Description of the task:
Scan the entries that follow and give only the number of lines containing "lettuce".

Record set:
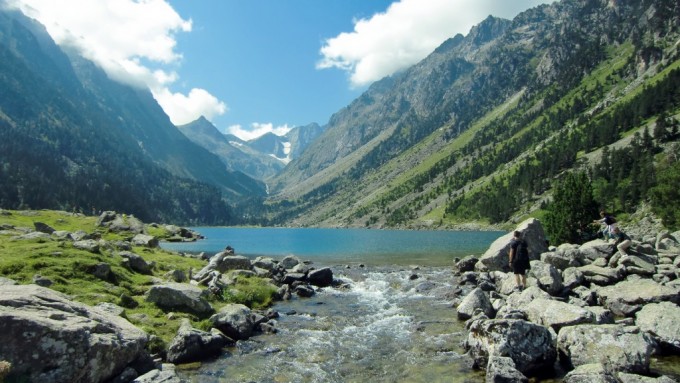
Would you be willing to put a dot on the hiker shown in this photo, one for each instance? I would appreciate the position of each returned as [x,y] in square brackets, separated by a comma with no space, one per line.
[622,243]
[610,223]
[519,260]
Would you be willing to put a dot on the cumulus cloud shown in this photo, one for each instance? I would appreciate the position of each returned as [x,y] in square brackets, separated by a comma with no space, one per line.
[256,130]
[133,41]
[406,33]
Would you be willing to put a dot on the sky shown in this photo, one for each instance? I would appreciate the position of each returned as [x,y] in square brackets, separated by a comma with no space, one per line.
[258,66]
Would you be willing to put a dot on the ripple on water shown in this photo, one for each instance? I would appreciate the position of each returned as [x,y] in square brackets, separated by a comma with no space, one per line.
[379,330]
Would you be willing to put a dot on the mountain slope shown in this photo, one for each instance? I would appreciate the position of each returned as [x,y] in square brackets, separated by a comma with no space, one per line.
[234,153]
[478,129]
[72,139]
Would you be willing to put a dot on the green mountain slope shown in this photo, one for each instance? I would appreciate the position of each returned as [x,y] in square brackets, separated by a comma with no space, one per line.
[70,138]
[480,129]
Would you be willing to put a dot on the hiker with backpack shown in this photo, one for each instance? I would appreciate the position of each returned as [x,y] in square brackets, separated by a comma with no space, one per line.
[610,224]
[519,260]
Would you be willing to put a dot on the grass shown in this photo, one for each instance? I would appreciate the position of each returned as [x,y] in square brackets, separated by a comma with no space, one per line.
[71,270]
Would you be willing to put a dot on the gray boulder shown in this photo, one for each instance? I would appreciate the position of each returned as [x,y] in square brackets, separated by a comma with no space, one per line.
[136,262]
[556,314]
[49,338]
[88,245]
[529,345]
[662,322]
[235,321]
[548,277]
[477,299]
[166,374]
[502,369]
[627,297]
[190,344]
[181,297]
[322,277]
[601,275]
[145,240]
[590,373]
[623,348]
[496,257]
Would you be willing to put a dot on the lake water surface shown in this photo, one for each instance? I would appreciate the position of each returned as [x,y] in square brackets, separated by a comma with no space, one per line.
[393,322]
[329,246]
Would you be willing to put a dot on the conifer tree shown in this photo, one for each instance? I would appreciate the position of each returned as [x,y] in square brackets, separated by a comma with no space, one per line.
[572,210]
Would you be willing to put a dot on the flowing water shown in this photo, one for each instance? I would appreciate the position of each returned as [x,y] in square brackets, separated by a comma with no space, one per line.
[384,327]
[391,323]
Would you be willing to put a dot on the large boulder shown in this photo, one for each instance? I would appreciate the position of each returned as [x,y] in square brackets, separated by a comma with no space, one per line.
[662,322]
[48,338]
[181,297]
[235,321]
[622,348]
[477,299]
[529,345]
[322,277]
[190,344]
[627,297]
[496,257]
[556,314]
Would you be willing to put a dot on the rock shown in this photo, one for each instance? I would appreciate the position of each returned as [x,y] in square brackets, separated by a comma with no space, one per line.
[601,275]
[321,277]
[572,277]
[466,264]
[145,240]
[627,297]
[235,321]
[43,227]
[556,314]
[49,338]
[590,373]
[90,245]
[42,281]
[34,235]
[622,348]
[597,249]
[529,345]
[634,378]
[136,262]
[548,277]
[477,299]
[181,297]
[166,374]
[660,321]
[496,257]
[102,271]
[502,369]
[191,345]
[290,261]
[7,282]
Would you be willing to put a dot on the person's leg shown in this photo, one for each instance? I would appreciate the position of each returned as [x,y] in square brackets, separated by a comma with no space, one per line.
[623,246]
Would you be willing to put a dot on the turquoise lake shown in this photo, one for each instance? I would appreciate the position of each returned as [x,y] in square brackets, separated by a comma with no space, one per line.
[333,246]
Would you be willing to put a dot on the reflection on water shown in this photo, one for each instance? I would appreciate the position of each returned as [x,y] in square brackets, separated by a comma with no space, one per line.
[387,327]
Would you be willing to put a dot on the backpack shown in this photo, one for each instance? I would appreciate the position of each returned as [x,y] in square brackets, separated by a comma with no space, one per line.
[522,251]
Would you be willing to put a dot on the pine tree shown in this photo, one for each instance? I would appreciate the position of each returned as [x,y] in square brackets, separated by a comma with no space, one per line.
[572,210]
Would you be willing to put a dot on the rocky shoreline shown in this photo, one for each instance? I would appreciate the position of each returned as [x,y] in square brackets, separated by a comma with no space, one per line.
[599,316]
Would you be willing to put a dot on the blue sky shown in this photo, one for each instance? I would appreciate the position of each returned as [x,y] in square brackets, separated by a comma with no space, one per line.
[253,66]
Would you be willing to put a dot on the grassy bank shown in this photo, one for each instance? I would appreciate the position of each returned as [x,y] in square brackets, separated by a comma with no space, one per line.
[71,270]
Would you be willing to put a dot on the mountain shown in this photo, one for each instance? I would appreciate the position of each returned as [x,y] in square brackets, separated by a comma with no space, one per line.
[74,139]
[261,158]
[234,153]
[481,128]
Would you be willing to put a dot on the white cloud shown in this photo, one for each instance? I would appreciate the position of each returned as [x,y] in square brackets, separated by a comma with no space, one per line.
[406,33]
[256,130]
[133,41]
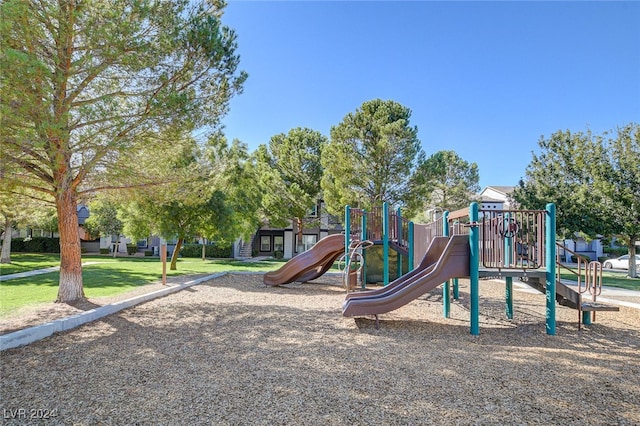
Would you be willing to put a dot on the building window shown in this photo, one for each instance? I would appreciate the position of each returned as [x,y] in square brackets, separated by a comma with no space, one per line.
[278,243]
[308,241]
[313,212]
[265,243]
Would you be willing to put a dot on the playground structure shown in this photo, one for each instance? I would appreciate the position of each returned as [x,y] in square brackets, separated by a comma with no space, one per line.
[501,244]
[309,265]
[468,243]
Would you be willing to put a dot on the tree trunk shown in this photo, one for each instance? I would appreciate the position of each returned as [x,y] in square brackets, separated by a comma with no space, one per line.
[174,256]
[5,257]
[70,288]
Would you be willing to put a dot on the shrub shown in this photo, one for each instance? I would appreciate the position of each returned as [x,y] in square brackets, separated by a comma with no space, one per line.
[616,251]
[211,250]
[574,259]
[35,245]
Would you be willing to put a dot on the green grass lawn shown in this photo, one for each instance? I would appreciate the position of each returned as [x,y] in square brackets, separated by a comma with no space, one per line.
[23,262]
[103,276]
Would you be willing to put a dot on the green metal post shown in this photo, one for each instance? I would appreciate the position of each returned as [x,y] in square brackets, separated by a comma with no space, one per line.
[412,246]
[508,290]
[550,236]
[474,272]
[456,286]
[446,288]
[347,234]
[399,236]
[363,285]
[385,243]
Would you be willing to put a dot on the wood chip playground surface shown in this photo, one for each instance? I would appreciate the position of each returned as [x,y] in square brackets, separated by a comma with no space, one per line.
[231,351]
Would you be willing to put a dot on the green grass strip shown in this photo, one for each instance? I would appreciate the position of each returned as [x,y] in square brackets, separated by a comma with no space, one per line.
[106,276]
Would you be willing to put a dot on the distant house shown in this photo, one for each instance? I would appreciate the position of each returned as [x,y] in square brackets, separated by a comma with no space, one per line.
[289,242]
[495,197]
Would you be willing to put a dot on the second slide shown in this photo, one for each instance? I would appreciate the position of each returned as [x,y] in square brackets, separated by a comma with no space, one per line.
[308,265]
[452,262]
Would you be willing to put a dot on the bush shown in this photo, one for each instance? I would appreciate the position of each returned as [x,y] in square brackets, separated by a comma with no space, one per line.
[574,259]
[35,245]
[211,250]
[616,251]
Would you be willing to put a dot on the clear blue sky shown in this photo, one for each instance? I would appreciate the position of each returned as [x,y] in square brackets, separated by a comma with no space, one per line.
[485,79]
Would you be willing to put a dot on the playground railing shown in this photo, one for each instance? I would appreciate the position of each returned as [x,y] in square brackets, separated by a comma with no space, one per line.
[374,224]
[509,239]
[355,220]
[587,273]
[399,230]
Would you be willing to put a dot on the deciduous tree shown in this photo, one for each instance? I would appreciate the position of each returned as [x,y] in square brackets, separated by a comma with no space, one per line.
[593,180]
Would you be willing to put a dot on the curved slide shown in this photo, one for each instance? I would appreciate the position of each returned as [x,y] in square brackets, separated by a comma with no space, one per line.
[308,265]
[452,262]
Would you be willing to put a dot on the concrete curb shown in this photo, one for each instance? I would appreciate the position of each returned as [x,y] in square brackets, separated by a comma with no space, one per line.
[39,332]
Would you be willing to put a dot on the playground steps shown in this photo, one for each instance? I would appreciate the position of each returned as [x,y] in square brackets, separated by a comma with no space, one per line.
[567,296]
[403,250]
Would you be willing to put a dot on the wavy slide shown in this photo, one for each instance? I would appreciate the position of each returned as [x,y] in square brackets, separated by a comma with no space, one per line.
[446,258]
[308,265]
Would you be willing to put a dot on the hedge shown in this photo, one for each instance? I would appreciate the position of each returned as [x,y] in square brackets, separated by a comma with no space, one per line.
[211,250]
[35,245]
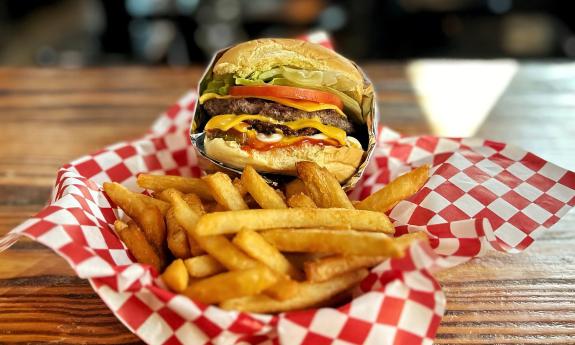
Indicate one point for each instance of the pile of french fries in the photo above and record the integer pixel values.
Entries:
(246, 246)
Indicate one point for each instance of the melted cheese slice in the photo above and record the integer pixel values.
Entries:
(228, 121)
(294, 103)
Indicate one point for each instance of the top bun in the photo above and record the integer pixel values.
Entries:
(267, 53)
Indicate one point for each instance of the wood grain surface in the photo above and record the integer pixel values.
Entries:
(48, 117)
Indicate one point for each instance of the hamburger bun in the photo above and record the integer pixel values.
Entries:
(341, 161)
(267, 53)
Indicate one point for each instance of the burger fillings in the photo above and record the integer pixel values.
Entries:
(274, 102)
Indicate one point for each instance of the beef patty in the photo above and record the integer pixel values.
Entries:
(274, 110)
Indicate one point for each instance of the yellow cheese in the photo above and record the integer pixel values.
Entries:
(228, 121)
(294, 103)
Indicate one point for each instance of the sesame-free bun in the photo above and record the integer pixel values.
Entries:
(341, 161)
(266, 53)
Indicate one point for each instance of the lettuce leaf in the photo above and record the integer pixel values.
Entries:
(317, 80)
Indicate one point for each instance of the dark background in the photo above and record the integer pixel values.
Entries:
(73, 33)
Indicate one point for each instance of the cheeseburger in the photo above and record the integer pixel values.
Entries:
(271, 103)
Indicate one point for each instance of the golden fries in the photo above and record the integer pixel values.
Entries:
(224, 191)
(160, 204)
(264, 195)
(233, 284)
(158, 183)
(230, 222)
(317, 181)
(136, 242)
(309, 295)
(294, 187)
(177, 237)
(230, 252)
(348, 242)
(195, 203)
(255, 246)
(301, 200)
(218, 246)
(203, 266)
(176, 276)
(326, 268)
(239, 186)
(283, 289)
(399, 189)
(148, 217)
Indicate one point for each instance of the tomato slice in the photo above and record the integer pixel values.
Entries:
(287, 92)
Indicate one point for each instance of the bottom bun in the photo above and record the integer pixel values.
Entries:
(341, 161)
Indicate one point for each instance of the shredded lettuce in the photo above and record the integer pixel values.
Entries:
(318, 80)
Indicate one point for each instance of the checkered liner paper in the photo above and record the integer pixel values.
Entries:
(482, 196)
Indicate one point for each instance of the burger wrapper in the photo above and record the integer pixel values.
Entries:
(367, 137)
(482, 196)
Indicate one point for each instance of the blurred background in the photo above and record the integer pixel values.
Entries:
(75, 33)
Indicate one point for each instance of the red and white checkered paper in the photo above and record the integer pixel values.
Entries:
(482, 196)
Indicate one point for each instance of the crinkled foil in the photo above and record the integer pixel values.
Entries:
(367, 138)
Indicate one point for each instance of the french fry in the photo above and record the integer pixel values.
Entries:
(326, 268)
(309, 295)
(224, 191)
(158, 183)
(176, 276)
(255, 246)
(148, 217)
(258, 188)
(195, 203)
(160, 204)
(322, 187)
(210, 207)
(299, 259)
(239, 186)
(294, 187)
(219, 247)
(233, 284)
(301, 200)
(231, 222)
(136, 242)
(284, 288)
(203, 266)
(177, 237)
(399, 189)
(348, 242)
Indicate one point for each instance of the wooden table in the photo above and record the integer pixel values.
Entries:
(49, 117)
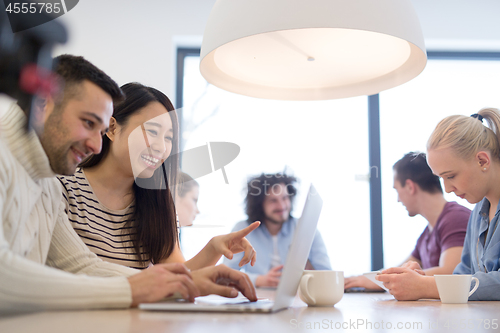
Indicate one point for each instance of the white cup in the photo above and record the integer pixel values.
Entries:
(321, 288)
(454, 289)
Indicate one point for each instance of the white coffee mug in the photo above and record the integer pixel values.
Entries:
(455, 288)
(321, 288)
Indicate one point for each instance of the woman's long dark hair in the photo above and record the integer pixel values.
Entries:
(154, 218)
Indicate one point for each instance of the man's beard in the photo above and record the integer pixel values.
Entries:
(53, 134)
(273, 221)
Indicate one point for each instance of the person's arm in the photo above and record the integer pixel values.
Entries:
(270, 279)
(175, 257)
(318, 256)
(448, 260)
(405, 284)
(489, 282)
(226, 245)
(27, 285)
(410, 259)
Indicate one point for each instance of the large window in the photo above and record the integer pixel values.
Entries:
(327, 143)
(276, 136)
(408, 115)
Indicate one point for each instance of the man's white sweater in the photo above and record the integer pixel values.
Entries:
(43, 262)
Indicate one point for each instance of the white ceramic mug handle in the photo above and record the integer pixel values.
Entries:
(305, 292)
(475, 287)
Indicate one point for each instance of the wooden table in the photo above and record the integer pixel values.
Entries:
(359, 312)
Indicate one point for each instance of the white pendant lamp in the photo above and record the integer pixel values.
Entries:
(311, 49)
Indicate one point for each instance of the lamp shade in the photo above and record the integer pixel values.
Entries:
(311, 49)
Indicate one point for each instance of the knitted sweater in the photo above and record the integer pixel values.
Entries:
(43, 263)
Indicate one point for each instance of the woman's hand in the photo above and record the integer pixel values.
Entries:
(160, 281)
(235, 242)
(414, 266)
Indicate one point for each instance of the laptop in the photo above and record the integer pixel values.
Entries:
(290, 278)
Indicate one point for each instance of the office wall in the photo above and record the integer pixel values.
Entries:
(135, 40)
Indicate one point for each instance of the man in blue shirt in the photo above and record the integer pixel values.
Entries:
(270, 200)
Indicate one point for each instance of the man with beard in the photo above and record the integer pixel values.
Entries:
(44, 265)
(269, 200)
(439, 247)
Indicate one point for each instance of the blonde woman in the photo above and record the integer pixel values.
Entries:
(465, 153)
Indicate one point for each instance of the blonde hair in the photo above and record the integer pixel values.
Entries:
(467, 135)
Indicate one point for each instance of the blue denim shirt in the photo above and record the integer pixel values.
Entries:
(481, 255)
(262, 242)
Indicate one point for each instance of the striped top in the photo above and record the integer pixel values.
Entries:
(106, 232)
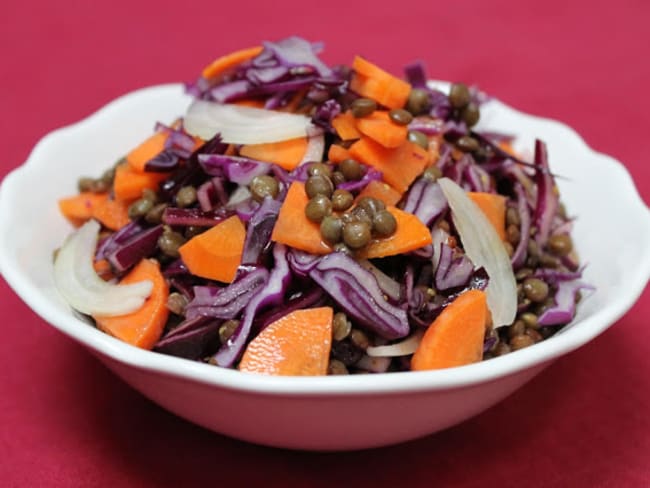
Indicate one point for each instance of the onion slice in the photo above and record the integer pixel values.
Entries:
(80, 285)
(403, 348)
(243, 125)
(484, 247)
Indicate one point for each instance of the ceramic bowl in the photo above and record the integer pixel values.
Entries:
(321, 413)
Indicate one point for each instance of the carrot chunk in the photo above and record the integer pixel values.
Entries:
(380, 128)
(297, 344)
(455, 337)
(216, 253)
(224, 63)
(373, 82)
(143, 327)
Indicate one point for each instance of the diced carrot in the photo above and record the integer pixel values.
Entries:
(103, 269)
(455, 337)
(129, 184)
(148, 149)
(250, 102)
(373, 82)
(493, 206)
(400, 166)
(216, 253)
(286, 154)
(113, 214)
(380, 128)
(143, 327)
(224, 63)
(337, 153)
(345, 126)
(79, 208)
(411, 234)
(383, 191)
(297, 344)
(293, 228)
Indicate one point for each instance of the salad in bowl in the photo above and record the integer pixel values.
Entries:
(303, 219)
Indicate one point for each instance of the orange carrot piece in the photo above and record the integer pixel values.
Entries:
(373, 82)
(297, 344)
(293, 228)
(337, 153)
(129, 184)
(494, 208)
(224, 63)
(147, 150)
(380, 128)
(216, 253)
(455, 337)
(103, 269)
(400, 166)
(113, 214)
(346, 126)
(79, 208)
(411, 234)
(143, 327)
(383, 191)
(286, 154)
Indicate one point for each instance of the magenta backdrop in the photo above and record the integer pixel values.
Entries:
(66, 421)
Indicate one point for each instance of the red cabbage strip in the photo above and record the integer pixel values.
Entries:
(194, 216)
(271, 294)
(259, 229)
(371, 174)
(136, 248)
(564, 309)
(237, 169)
(357, 292)
(315, 297)
(190, 342)
(554, 276)
(227, 302)
(519, 256)
(453, 271)
(425, 200)
(190, 173)
(547, 200)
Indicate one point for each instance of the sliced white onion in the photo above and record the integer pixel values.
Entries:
(403, 348)
(315, 149)
(80, 285)
(484, 247)
(243, 125)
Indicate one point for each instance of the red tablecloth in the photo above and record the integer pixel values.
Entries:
(66, 421)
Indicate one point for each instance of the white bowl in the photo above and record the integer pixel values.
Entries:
(323, 413)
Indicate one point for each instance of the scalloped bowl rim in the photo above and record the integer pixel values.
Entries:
(541, 353)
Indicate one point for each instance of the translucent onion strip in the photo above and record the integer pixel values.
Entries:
(80, 285)
(243, 125)
(484, 247)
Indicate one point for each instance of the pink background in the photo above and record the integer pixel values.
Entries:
(66, 421)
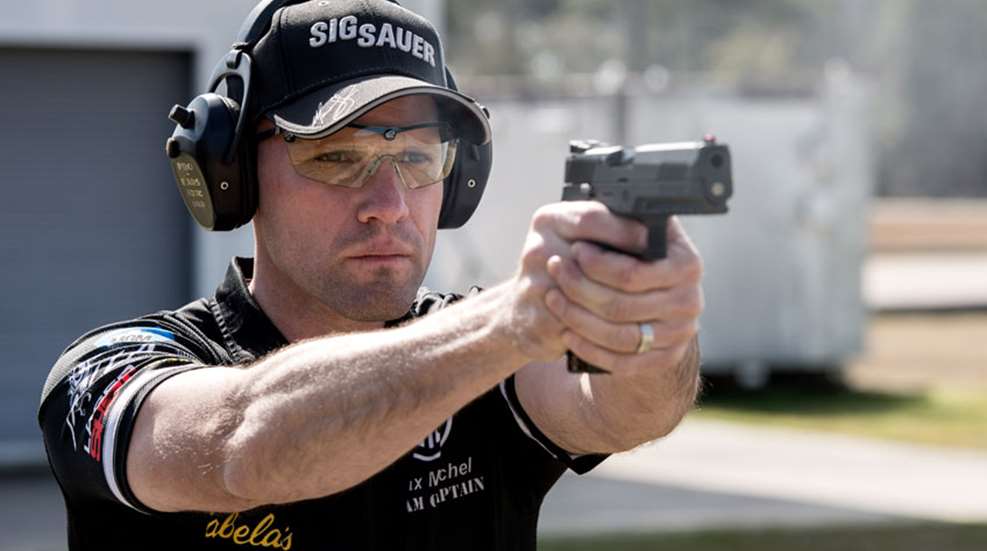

Output of the task:
2